## Supplied entries
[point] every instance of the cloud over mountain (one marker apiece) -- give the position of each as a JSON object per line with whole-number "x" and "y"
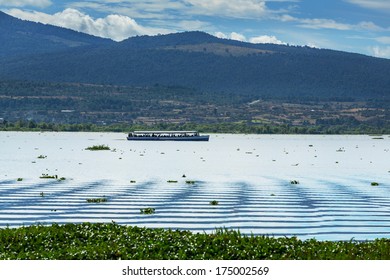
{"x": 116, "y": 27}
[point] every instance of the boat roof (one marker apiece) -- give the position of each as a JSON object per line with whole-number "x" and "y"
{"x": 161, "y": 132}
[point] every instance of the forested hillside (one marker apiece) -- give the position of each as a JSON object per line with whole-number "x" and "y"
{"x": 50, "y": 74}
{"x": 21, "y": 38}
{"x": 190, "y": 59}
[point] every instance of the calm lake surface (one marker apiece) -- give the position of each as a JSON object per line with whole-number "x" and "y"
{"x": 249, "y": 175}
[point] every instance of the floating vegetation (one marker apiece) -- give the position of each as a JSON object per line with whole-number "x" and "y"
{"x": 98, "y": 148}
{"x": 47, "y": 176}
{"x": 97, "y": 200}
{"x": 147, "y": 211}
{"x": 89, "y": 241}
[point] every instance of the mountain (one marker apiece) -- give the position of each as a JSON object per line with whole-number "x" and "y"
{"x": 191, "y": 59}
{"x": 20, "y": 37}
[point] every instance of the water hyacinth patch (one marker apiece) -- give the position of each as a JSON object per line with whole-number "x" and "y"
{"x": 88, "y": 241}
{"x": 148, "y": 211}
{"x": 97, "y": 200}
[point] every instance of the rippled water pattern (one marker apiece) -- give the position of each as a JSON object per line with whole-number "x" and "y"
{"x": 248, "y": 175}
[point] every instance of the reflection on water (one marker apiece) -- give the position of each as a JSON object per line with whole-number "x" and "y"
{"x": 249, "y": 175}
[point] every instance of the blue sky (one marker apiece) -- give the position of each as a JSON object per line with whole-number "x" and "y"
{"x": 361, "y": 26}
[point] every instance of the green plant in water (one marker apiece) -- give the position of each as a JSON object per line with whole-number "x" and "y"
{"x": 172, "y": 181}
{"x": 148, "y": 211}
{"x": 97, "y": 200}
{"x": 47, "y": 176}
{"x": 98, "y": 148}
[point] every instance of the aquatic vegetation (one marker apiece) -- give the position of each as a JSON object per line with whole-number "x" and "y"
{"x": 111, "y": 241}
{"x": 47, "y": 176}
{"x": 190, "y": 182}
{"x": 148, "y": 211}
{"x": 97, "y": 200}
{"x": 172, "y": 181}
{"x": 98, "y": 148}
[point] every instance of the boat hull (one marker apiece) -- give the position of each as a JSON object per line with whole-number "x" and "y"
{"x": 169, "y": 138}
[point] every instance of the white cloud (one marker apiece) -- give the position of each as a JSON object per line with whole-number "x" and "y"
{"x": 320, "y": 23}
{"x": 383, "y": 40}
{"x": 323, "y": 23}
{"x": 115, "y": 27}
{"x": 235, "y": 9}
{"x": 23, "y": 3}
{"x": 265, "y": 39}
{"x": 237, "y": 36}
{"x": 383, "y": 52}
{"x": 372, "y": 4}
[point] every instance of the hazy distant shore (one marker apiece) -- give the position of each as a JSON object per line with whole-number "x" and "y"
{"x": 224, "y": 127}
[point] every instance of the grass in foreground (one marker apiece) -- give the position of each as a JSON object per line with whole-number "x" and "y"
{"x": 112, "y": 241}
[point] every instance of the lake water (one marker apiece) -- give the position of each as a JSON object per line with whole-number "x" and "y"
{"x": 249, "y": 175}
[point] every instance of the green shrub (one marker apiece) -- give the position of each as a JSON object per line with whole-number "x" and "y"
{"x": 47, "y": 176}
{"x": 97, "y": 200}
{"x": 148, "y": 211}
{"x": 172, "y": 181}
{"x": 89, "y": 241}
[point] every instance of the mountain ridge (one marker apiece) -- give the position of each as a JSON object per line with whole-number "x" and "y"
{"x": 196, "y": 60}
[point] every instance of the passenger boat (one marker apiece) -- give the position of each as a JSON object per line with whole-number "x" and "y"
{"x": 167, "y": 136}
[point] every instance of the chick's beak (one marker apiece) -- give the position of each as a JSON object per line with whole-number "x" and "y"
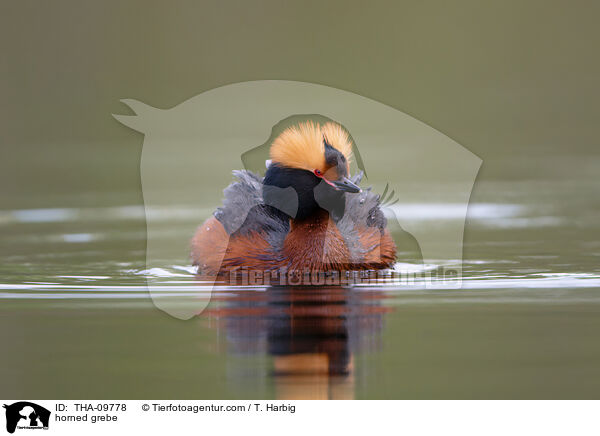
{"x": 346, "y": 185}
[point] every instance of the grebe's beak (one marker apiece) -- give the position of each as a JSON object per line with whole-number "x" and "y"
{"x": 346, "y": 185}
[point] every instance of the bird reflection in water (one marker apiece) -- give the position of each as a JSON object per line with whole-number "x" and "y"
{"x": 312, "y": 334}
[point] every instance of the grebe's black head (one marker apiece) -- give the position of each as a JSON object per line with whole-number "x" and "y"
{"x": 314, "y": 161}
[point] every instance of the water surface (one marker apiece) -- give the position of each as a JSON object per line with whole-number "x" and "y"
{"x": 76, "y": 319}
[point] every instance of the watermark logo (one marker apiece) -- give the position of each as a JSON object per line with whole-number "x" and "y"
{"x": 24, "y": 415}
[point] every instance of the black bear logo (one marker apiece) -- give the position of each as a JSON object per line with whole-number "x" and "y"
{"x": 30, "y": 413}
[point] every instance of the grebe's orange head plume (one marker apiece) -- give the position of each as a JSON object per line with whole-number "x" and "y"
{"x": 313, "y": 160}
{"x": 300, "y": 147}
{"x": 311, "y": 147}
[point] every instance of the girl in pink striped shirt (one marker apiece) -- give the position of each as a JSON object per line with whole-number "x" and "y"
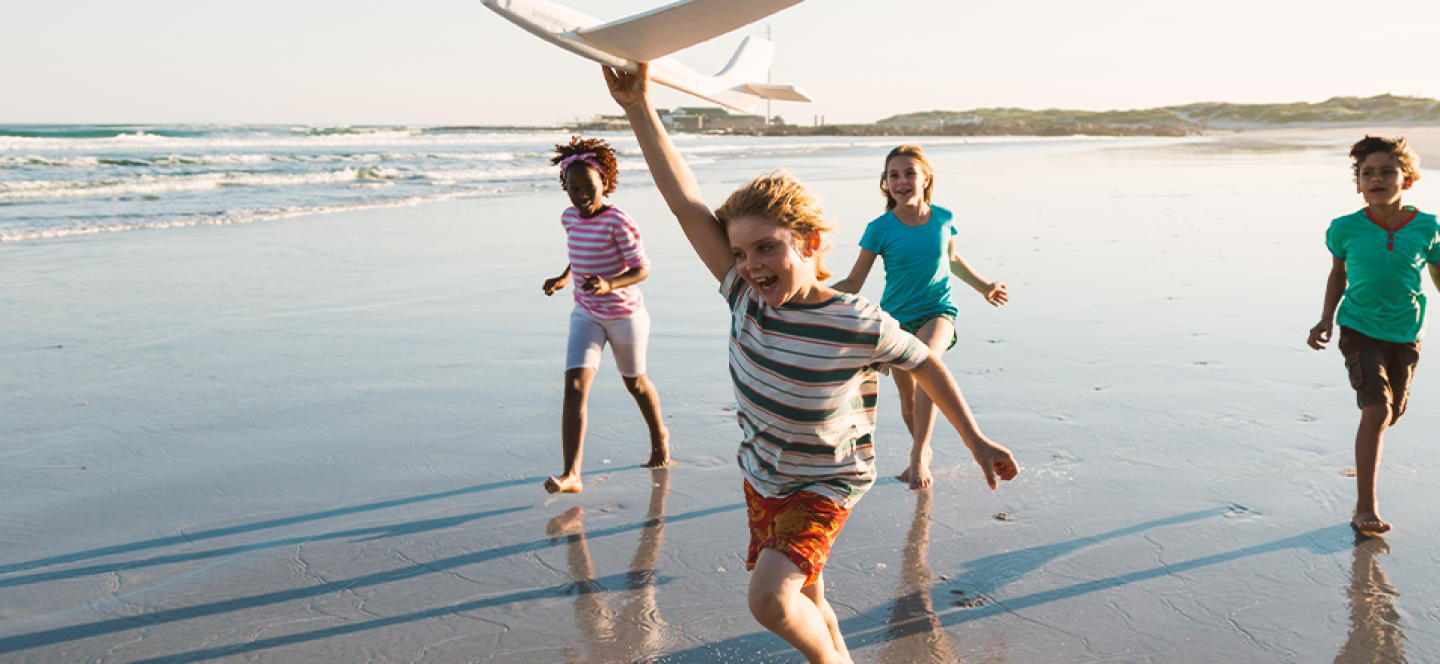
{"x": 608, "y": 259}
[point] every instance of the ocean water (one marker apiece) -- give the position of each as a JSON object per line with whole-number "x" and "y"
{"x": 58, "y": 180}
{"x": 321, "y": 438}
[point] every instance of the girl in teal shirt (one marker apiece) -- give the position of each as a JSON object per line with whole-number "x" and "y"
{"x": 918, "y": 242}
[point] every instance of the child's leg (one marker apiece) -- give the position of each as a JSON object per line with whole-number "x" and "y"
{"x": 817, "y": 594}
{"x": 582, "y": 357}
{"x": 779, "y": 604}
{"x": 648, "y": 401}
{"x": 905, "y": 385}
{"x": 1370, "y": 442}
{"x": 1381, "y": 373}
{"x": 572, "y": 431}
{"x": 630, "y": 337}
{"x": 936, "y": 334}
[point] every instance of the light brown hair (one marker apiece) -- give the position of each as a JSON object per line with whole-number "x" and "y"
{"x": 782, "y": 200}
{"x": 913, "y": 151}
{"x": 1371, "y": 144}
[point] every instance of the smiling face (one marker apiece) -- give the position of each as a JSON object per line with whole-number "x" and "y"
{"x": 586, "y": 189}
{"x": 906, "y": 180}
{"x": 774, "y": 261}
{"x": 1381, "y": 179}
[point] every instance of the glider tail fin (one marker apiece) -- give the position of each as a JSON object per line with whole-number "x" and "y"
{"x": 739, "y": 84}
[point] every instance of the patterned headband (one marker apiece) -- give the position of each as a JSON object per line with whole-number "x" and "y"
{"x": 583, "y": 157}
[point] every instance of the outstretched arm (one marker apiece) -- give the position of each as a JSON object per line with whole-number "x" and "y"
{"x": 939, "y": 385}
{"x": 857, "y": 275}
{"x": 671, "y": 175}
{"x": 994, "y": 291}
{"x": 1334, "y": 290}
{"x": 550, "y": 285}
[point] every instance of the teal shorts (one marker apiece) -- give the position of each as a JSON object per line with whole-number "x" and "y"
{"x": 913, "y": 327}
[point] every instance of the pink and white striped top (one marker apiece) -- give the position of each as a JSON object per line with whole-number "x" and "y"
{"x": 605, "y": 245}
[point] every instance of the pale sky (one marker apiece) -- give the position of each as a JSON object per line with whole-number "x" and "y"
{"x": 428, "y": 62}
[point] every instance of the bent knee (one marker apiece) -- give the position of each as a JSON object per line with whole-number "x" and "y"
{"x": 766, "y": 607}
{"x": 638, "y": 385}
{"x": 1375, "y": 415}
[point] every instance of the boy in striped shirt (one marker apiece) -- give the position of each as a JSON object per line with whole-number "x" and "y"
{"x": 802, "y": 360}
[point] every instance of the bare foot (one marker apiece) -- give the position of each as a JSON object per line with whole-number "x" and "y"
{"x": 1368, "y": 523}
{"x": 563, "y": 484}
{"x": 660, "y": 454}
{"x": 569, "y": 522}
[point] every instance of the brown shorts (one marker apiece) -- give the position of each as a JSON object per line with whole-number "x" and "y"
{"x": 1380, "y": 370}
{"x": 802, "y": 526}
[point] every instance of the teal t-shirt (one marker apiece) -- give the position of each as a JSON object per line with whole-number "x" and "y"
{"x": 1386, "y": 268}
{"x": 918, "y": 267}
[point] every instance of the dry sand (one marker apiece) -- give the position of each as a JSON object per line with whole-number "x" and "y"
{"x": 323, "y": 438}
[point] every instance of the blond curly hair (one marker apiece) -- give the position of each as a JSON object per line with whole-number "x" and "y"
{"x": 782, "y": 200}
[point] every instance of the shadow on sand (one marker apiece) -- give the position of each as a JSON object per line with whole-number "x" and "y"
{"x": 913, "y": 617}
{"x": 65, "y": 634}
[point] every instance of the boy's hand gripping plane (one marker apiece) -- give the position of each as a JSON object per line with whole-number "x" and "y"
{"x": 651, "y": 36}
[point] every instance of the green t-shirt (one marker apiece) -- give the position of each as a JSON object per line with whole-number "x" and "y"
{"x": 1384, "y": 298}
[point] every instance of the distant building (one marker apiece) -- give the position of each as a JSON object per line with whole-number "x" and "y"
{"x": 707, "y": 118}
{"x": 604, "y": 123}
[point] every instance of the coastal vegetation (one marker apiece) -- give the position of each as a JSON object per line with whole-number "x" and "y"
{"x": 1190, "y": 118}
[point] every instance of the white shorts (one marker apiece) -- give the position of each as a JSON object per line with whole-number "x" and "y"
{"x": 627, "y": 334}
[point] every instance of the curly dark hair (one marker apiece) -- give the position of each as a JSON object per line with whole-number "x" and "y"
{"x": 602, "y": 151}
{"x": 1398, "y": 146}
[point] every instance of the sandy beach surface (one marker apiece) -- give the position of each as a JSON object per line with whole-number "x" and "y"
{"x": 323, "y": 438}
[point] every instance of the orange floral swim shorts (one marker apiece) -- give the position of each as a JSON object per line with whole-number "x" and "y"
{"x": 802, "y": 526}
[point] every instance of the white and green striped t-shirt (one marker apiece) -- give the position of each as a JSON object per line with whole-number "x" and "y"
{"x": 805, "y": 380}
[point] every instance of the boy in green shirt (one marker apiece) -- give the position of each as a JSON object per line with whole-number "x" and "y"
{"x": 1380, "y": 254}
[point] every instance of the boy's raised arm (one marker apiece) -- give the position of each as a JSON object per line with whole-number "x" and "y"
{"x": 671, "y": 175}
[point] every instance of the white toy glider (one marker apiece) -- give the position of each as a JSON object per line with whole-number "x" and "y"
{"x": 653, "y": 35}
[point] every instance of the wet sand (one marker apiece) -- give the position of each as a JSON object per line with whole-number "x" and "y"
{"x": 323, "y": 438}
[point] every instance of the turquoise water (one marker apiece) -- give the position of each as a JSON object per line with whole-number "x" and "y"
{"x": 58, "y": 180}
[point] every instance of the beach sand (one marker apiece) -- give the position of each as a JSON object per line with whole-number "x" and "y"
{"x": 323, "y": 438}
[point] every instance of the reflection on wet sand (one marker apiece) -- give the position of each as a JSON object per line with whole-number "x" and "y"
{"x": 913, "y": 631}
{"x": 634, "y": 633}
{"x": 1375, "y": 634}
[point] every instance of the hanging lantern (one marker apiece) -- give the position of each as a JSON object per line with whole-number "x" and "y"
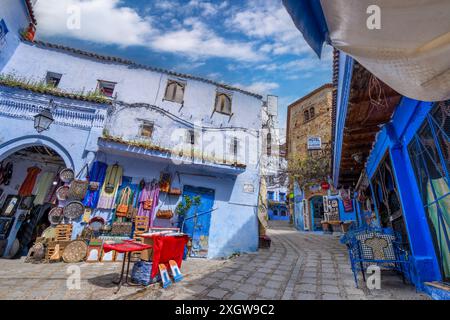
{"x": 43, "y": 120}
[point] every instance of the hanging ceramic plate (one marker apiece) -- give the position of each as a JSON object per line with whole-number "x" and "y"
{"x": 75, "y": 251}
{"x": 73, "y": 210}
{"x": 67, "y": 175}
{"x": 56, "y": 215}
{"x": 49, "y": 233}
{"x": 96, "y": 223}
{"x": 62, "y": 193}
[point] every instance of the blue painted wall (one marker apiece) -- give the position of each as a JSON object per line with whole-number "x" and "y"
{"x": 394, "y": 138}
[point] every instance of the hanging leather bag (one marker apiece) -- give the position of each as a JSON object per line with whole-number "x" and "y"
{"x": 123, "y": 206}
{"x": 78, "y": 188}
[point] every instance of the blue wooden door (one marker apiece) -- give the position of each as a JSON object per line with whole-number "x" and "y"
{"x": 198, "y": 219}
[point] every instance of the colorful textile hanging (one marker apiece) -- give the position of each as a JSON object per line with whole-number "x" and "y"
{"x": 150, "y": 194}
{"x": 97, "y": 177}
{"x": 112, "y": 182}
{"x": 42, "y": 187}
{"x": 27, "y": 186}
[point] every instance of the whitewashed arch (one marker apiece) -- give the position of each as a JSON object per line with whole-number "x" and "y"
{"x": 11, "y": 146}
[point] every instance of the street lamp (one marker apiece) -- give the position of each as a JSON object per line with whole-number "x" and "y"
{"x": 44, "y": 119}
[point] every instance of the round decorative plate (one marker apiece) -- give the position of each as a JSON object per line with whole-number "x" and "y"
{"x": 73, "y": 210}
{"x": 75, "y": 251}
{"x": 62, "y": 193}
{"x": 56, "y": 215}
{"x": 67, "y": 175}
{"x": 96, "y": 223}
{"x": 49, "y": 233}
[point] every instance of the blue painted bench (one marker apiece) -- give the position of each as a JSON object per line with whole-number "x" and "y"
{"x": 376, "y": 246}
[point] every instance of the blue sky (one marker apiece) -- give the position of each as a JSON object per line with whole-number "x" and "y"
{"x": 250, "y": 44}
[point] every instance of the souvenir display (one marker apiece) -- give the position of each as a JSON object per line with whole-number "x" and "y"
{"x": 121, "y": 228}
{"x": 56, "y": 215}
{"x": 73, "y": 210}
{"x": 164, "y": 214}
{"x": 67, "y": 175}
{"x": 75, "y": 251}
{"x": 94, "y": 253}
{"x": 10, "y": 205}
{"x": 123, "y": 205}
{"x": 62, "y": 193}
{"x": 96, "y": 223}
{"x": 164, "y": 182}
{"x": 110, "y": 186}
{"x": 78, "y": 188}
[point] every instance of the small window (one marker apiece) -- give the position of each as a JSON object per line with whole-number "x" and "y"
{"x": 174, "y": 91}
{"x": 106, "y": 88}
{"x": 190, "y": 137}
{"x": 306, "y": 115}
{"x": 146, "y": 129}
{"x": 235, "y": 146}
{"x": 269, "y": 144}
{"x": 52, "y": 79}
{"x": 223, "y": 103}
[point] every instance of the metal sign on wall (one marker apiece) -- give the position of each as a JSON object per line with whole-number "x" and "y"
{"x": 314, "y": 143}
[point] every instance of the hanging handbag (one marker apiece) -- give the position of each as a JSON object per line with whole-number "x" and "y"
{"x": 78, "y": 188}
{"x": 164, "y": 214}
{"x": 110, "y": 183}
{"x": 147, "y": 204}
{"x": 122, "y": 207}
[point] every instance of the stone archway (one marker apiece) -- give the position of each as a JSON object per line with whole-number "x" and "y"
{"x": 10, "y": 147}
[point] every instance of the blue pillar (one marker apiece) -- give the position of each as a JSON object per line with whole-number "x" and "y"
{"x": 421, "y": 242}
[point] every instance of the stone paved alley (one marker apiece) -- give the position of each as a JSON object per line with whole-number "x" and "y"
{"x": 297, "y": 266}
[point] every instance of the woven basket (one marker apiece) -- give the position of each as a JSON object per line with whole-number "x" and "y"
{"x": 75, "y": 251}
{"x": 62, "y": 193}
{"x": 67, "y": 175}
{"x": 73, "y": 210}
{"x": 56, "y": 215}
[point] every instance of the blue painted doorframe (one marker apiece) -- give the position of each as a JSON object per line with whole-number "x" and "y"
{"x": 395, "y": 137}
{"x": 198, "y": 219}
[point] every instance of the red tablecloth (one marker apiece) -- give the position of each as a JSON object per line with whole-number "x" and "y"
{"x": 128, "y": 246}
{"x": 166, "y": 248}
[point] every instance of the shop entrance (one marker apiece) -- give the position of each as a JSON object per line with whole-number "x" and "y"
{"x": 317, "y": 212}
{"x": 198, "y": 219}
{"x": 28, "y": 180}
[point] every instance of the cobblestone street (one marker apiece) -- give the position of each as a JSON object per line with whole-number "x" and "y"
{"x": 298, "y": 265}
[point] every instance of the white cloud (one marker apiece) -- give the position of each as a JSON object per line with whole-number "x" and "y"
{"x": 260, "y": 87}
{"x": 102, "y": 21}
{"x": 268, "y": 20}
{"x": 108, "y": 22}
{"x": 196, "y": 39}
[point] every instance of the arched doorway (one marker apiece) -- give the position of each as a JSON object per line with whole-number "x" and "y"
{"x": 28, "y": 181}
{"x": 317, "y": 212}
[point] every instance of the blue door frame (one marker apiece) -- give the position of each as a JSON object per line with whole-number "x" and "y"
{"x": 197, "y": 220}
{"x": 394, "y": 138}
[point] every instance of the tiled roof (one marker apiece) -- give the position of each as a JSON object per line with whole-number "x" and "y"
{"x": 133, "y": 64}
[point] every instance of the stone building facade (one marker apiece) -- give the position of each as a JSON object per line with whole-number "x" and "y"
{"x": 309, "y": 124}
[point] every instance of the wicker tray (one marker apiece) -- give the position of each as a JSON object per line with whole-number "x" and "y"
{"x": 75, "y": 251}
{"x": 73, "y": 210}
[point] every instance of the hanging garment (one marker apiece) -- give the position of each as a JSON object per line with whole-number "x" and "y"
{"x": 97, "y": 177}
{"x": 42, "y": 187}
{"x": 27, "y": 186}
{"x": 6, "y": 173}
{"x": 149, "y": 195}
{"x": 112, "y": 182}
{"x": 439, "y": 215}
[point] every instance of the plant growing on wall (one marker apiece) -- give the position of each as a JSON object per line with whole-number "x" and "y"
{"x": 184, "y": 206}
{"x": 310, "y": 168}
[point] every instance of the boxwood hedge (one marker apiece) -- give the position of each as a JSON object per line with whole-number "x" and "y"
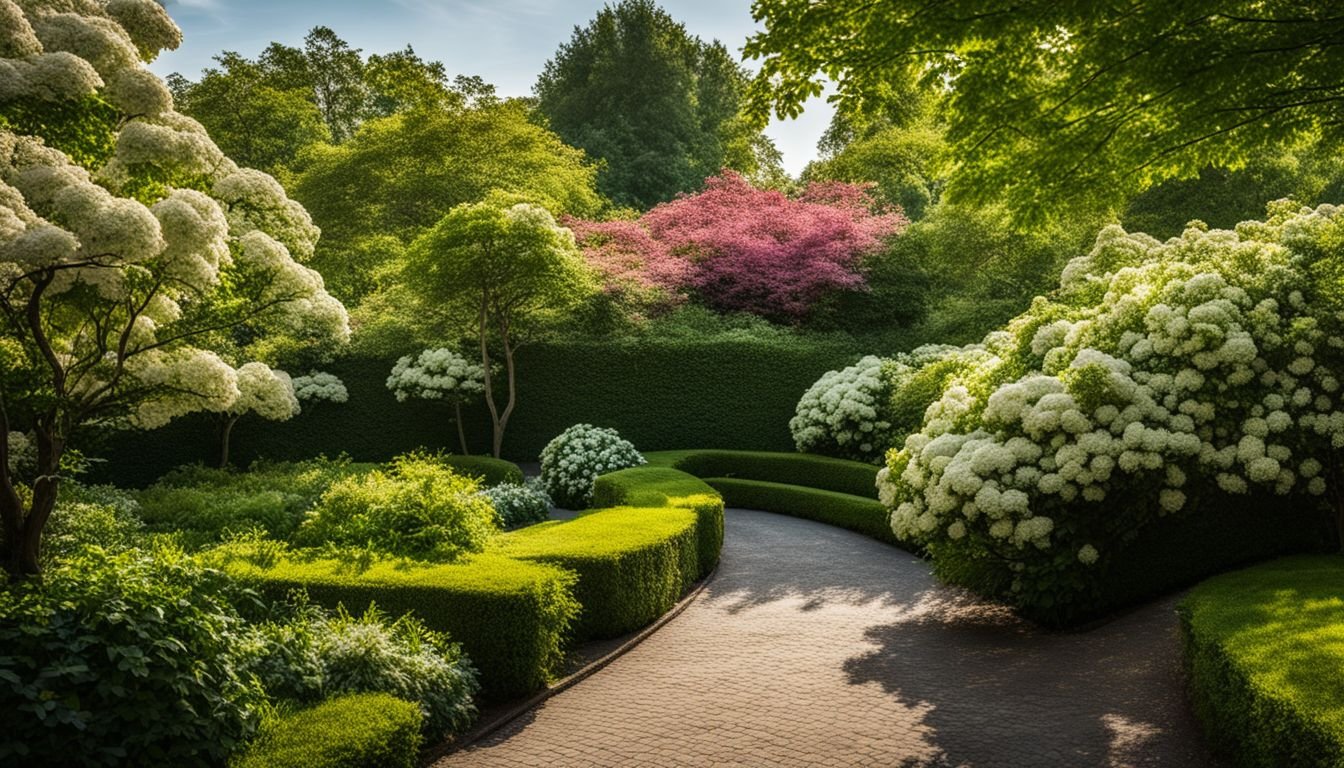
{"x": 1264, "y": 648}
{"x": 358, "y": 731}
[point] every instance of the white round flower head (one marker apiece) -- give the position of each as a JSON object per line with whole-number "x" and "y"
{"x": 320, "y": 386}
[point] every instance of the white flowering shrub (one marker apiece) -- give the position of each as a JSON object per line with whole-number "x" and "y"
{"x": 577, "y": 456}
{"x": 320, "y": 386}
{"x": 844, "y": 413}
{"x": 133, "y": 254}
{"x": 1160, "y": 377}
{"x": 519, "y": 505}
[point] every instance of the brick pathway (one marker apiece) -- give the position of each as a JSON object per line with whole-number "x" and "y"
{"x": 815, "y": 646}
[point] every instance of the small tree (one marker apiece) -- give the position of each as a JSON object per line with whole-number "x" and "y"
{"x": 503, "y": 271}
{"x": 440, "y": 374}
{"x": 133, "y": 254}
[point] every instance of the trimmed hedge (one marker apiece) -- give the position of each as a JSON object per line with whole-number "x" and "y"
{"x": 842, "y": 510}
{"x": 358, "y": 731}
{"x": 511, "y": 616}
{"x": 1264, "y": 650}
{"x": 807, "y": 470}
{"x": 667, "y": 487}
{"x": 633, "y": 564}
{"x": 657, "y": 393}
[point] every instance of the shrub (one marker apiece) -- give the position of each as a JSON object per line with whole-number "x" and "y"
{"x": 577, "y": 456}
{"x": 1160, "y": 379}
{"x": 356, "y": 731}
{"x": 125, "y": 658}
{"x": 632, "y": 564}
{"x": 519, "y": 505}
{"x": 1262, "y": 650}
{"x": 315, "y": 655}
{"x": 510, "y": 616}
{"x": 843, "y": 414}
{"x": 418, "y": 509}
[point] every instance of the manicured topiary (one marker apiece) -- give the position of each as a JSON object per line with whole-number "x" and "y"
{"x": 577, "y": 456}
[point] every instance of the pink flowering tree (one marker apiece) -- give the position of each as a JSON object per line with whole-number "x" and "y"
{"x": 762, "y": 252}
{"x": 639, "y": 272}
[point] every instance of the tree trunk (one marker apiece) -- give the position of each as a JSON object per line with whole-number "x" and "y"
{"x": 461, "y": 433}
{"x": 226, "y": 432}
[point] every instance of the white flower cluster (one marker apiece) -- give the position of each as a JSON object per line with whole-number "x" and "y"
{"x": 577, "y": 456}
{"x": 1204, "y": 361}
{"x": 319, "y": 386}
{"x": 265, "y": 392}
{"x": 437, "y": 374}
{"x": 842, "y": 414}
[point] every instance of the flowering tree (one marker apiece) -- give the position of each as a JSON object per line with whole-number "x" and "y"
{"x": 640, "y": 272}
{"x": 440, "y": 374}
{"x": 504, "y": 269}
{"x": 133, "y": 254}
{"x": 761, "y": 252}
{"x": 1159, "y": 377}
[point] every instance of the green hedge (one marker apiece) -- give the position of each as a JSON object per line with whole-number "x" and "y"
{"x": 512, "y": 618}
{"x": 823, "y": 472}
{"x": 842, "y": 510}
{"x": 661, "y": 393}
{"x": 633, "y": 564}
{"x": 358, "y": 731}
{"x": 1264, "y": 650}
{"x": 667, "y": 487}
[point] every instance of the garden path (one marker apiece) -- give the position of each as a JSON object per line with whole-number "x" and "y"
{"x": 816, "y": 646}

## Written task
Please reproduce word for word the rows starting with the line containing "[point] every instance of the white flower cluster" and going on through the end of the rows.

## Finished task
[point] every instance of the white flower cluster (one marker apiece) -- give the position of each as a JSON object per line with whole-number "x" and "y"
{"x": 577, "y": 456}
{"x": 1204, "y": 361}
{"x": 319, "y": 386}
{"x": 265, "y": 392}
{"x": 437, "y": 374}
{"x": 842, "y": 414}
[point] every instance of the flowering tree (one marker apiece) -- give the position of each as a JSON object per line with whole-number "x" and "y"
{"x": 640, "y": 272}
{"x": 440, "y": 374}
{"x": 504, "y": 269}
{"x": 133, "y": 254}
{"x": 761, "y": 252}
{"x": 1159, "y": 377}
[point] every instance of the green hedge (one marker apiece) -- give the position of each as a JSON object per line with whole-number "x" and "y"
{"x": 512, "y": 618}
{"x": 823, "y": 472}
{"x": 842, "y": 510}
{"x": 661, "y": 393}
{"x": 633, "y": 564}
{"x": 358, "y": 731}
{"x": 1264, "y": 650}
{"x": 667, "y": 487}
[point] every instance of the garden path (one marker apiece) -- give the position of each as a JSON object per line with whole-number "x" and "y"
{"x": 816, "y": 646}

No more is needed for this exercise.